↓↓↓

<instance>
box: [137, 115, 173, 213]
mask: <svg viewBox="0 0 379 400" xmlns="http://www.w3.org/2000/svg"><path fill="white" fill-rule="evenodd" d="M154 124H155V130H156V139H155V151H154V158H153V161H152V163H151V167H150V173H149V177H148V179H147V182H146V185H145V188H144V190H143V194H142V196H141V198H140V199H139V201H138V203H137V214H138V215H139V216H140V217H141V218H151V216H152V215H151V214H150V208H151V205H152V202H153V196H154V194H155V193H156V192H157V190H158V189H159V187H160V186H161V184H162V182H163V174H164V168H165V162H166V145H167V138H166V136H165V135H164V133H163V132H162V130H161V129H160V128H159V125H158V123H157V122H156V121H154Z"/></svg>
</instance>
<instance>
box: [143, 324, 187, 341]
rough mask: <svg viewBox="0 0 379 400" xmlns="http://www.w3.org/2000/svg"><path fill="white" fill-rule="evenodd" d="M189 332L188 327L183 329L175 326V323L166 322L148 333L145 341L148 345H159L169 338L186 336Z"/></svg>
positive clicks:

↑↑↑

● **WORK REQUIRED**: Your task is to output the full set of records exactly as presented.

● **TASK SOLUTION**:
<instance>
box: [137, 115, 173, 213]
mask: <svg viewBox="0 0 379 400" xmlns="http://www.w3.org/2000/svg"><path fill="white" fill-rule="evenodd" d="M154 124H155V130H156V139H155V151H154V158H153V161H152V163H151V167H150V173H149V177H148V179H147V182H146V185H145V188H144V190H143V194H142V196H141V198H140V199H139V201H138V203H137V214H138V215H139V216H140V217H141V218H151V216H152V215H151V214H150V208H151V205H152V202H153V196H154V194H155V193H156V192H157V190H158V189H159V187H160V186H161V184H162V182H163V174H164V168H165V162H166V145H167V138H166V136H165V135H164V133H163V132H162V130H161V129H160V128H159V125H158V123H157V122H156V121H154Z"/></svg>
</instance>
<instance>
box: [143, 324, 187, 341]
rough mask: <svg viewBox="0 0 379 400" xmlns="http://www.w3.org/2000/svg"><path fill="white" fill-rule="evenodd" d="M189 332L188 327L183 329L175 326V323L166 322L148 333L145 341L148 345H159L169 338L186 336Z"/></svg>
positive clicks:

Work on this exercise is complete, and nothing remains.